◆ WRITTEN EXERCISE
Leave the pictures out. Return all other data exactly.

◆ DATA PROVIDED
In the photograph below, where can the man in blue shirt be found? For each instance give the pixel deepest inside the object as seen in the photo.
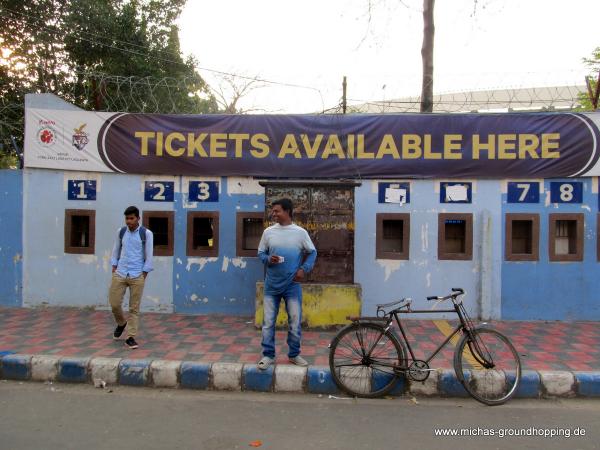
(289, 254)
(131, 262)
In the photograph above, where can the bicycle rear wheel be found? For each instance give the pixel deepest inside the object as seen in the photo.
(488, 366)
(363, 359)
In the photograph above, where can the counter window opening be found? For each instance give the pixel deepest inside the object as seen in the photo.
(80, 231)
(522, 237)
(161, 225)
(249, 229)
(203, 233)
(455, 236)
(565, 236)
(392, 236)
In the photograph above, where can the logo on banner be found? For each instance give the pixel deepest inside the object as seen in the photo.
(80, 138)
(47, 133)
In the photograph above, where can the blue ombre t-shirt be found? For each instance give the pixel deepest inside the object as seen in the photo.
(294, 244)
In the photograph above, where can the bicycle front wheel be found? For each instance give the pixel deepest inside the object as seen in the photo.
(488, 366)
(364, 358)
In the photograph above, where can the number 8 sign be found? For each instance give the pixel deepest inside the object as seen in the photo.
(566, 192)
(203, 191)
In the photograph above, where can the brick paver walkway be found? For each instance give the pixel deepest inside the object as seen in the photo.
(85, 333)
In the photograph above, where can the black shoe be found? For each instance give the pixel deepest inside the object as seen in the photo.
(130, 342)
(119, 331)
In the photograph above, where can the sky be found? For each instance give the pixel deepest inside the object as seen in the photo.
(481, 44)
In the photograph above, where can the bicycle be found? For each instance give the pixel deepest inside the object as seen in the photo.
(366, 357)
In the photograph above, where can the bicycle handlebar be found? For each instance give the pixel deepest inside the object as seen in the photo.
(455, 293)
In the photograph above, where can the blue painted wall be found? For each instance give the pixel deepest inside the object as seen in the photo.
(11, 237)
(52, 277)
(423, 274)
(554, 290)
(223, 284)
(226, 284)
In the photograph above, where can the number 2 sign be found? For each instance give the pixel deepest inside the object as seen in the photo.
(159, 191)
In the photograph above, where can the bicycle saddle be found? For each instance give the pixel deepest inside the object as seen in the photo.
(406, 301)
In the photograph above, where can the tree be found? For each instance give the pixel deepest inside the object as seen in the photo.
(90, 52)
(229, 90)
(593, 65)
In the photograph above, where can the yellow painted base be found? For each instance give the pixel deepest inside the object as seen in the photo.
(323, 305)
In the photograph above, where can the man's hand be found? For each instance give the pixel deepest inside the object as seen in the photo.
(299, 275)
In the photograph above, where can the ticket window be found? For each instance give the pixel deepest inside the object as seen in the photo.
(392, 236)
(161, 225)
(80, 231)
(455, 236)
(522, 237)
(203, 233)
(566, 237)
(249, 229)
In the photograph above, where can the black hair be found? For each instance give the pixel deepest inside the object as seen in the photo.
(286, 204)
(132, 210)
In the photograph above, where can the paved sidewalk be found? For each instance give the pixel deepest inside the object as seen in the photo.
(86, 333)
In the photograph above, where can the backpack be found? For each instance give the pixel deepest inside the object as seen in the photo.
(142, 232)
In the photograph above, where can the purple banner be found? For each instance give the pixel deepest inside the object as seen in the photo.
(352, 146)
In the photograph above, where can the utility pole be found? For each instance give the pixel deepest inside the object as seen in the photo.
(344, 102)
(594, 94)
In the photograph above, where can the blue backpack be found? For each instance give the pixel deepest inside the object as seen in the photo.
(142, 232)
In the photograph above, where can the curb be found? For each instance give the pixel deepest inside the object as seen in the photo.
(280, 378)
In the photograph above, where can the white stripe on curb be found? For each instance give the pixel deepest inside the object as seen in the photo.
(165, 373)
(558, 383)
(227, 376)
(44, 368)
(105, 369)
(290, 378)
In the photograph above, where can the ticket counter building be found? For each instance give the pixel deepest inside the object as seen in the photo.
(505, 206)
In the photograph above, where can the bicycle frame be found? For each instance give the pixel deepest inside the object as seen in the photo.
(462, 326)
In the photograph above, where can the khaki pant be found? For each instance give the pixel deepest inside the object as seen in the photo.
(115, 298)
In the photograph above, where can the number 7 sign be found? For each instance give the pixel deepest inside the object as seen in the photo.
(523, 192)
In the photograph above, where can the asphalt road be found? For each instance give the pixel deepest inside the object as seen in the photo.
(61, 416)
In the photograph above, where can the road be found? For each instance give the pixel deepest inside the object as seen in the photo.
(63, 416)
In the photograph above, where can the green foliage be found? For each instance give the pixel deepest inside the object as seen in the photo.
(593, 64)
(68, 47)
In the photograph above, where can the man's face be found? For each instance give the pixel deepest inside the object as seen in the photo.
(279, 215)
(132, 221)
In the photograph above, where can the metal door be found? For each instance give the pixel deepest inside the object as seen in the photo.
(327, 213)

◆ COMPLETE OUTPUT
In the photograph below, where can the man in blue shirt be found? For each instance give the pixel deepest inside the object as seen in the photo.
(289, 254)
(131, 262)
In the photograph above, where can the bicycle rear wheel be found? For each instance give the pixel deepest inside the object as seen in the photo.
(488, 366)
(363, 359)
In the photograph above, where can the counter window opening be found? For each instance give the pixel deepest inside the object as seen in the photo.
(80, 231)
(522, 237)
(161, 225)
(249, 229)
(203, 233)
(455, 236)
(565, 236)
(392, 236)
In the photograph above, where can the logo on banner be found? For each instance give the pixel deepest inside the object as seen in the photo.
(80, 138)
(47, 133)
In the photograph above, where can the blue ombre t-shirt be found? For each instance give the pixel deepest inside the object as seen in the photo.
(294, 244)
In the photograph above, where can the bicycle front wheel be found? For each instance give the pixel deepest inside the object as seen in the photo.
(488, 366)
(364, 358)
In the photograph above, where can the number 8 sign be found? For each instance give the pixel deepest inside the object as seen in the photo.
(566, 192)
(203, 191)
In the photograph above, where can the brick paver walkway be found? For each instance give the pixel deepest inside the object as seen in the photo.
(85, 333)
In the photograph above, where can the black shoe be found? For each instance give the pixel deepest inside the object as seen in the photo.
(130, 342)
(119, 331)
In the photograph above, where can the sky be found? For each instance give the pixel deepest inside the object as seen in the photo.
(481, 44)
In the photograph above, where can the bicycle be found? For each instance give the pixel deepest inside the object as seen in the photo.
(366, 357)
In the photograph above, where can the bicycle handlebar be found? For each instance give the pixel deepest inside the object as seen in the photo.
(455, 293)
In the photograph above, where can the blue painted wall be found? For each instance give the pixel deepest inside the object as seen in the photo.
(11, 237)
(52, 277)
(423, 274)
(554, 290)
(223, 284)
(226, 284)
In the photograph above, where can the number 2 sign be found? For each instance give the pixel deepest inside the object as seen in the photo.
(159, 191)
In the photograph above, where can the bicycle saddle be found? For each instance give the pixel deepest inside the object as seen in the photo.
(406, 301)
In the photograph above, where can the tree be found? For each instance give the pixel deepest inside the object as seen in the photo.
(90, 52)
(229, 90)
(593, 65)
In the photograph above, where can the yellow painted base be found? For each instance give the pixel deepest inside the object as seen in the photo.
(323, 305)
In the photograph above, where can the man's hand be found? For each instance give the pixel deepest inside the object as seen in the photo.
(299, 275)
In the photograph above, where can the ticket window be found? For each instance give the pixel deepest inside the object as seen in the photo.
(392, 236)
(161, 225)
(80, 231)
(455, 236)
(522, 237)
(203, 233)
(566, 237)
(249, 229)
In the photograph above, where can the black hair be found? For each instance give the pixel deepest inside the object as seen in the photo.
(286, 204)
(132, 210)
In the photograph above, where can the paved sidewalk be found? For each instance give the pixel deepest inside the object as seen in the photo.
(86, 333)
In the photograph above, where can the backpack be found? For each instance give the pixel deepest inside the object as seen in the photo.
(142, 232)
In the photograph above, where can the purple banner be found? For each instance give the pixel deepest inside the object as seen in the photo.
(352, 146)
In the photograph above, where can the utility pole be found? For each instance give the pixel deepest inside the object as seen in the photo.
(344, 102)
(594, 94)
In the photograph above, where can the blue backpack be found? For each instance give the pixel deepest inside the object as seen in the photo.
(142, 232)
In the photograph above, where can the curb be found? For each instance give the pixel deepest inside the object as seen in the photo.
(280, 378)
In the photograph above, where can the white stripe on curb be found? For each instance give the pixel deepest inside the object as seen in the photo.
(165, 373)
(558, 383)
(227, 376)
(44, 368)
(105, 369)
(290, 378)
In the photograph above, where can the ticket counter building be found? For each instance give the pixel deepest inside the object as seen in the photo.
(505, 206)
In the photograph above, where can the bicycle frame be found? For each instance give the pixel deepest inside the object as seen in the photo.
(462, 326)
In the photograph above, where can the khaki pant be found? For each instance give the pixel deepest inside the object as seen in the photo.
(115, 298)
In the photograph above, where can the number 7 sign be found? For each instance give the pixel deepest inside the object as seen in the photo.
(523, 192)
In the photograph above, where can the asphalt road be found? For each instance give the pixel deepest inside the object as seen in the photo.
(61, 416)
In the photograph above, where can the road be found? For each instance give the pixel deepest inside the object as seen in the photo.
(63, 416)
In the photograph above, where can the green foliage be found? For each instance give the pixel deepest inside the object as seen in the photo.
(593, 64)
(68, 47)
In the photograph above, where can the man's face be found? For each instance give the pixel deepest inside the object as seen in the photo.
(279, 215)
(132, 221)
In the photograph above, where can the metal door be found? For each instance give the pixel deepest inside the object as seen in the photo.
(327, 213)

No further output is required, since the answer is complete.